___ Dataset records ___
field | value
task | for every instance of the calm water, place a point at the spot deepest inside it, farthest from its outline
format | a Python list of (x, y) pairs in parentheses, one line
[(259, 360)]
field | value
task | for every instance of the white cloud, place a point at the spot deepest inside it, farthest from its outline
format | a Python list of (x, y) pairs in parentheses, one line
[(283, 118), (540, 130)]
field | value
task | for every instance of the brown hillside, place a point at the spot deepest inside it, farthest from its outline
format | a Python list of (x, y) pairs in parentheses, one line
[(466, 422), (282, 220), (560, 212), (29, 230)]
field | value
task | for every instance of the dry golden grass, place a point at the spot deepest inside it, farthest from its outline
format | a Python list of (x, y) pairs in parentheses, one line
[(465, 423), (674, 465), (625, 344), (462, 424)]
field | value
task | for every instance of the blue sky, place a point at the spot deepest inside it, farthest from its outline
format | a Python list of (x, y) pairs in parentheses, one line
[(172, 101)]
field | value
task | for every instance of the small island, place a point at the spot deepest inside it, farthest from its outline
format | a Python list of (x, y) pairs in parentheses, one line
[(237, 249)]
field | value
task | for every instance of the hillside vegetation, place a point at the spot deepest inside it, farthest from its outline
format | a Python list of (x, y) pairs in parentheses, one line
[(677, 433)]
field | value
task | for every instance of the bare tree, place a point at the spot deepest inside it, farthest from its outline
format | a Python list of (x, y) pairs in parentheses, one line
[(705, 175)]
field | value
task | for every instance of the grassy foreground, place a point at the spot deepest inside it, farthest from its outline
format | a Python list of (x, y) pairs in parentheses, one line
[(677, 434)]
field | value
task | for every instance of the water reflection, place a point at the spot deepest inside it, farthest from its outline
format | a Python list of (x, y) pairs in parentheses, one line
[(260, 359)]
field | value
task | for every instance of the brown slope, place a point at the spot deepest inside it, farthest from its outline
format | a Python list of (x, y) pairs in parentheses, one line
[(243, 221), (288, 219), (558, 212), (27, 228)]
___
◆ What you will do ◆
Please convert all the records above into a two-column CSV with the header instruction,response and one row per record. Put each record's text in the instruction column and its answer in the response column, each as one double-quoted field with line breaks replaced by spaces.

◆ Result ◆
instruction,response
"field | value task | for every instance of the calm water, place a point at the spot deepest inside it, farthest from its outline format | a Python list of (x, y) pairs in parentheses, one line","[(259, 360)]"
"field | value task | for every instance of the white cloud, place a point at the spot deepest inside it, farthest from its outline format | a Python list of (x, y) pairs in parentheses, one line","[(283, 118), (540, 130)]"
"field | value task | for every instance of the brown hillside, place a point at the spot deepest inside it, farthest from its outline format | a Python list of (x, y) pairs in parentheses, one line","[(466, 422), (282, 220), (560, 212), (29, 230)]"
"field | value task | for every instance of the dry golden grass, place a point at the spot deepest inside it, farthest from its outline format | a Python list of (x, y) pairs in parentheses, one line","[(465, 423), (674, 465), (625, 344), (462, 424)]"
"field | value task | for every instance of the blue sky, place a point at the spot deepest inside it, farthest from its outline format | a Python list of (x, y) pairs in parentheses, one line","[(172, 101)]"
"field | value task | for every instance of the small island, place a point at the spot deepest inside it, farthest from its outline format | a Python list of (x, y) pairs in parentheses, one line","[(237, 249)]"
"field | value task | for every instance of the hillside vegetation, place a point at the spot deepest inside it, farthest from its outline format | a Python list of (x, y) pairs in parentheses, one line","[(677, 433)]"
"field | value task | for every instance of the bare tree, place a point at the spot deepest inside it, farthest from its outline format | a Python list of (x, y) pairs in parentheses, one line","[(705, 175)]"
"field | value task | for every instance of the grassy foreground, place a point at the spot deepest inside it, farthest from its outline format | a Python list of (x, y) pairs in parentheses, one line","[(677, 434)]"
"field | value task | for every instance of the water reflection, place a point at the spot deepest inside it, farthest from its outline format | a Python list of (x, y) pairs in parentheses, one line","[(260, 359)]"
"field | value task | for every instance of the brown slope, place a point at the spot deepest inside it, farthest from its outline format | a Python list of (x, y) pairs in parentheses, one line","[(243, 221), (288, 219), (558, 212), (27, 228)]"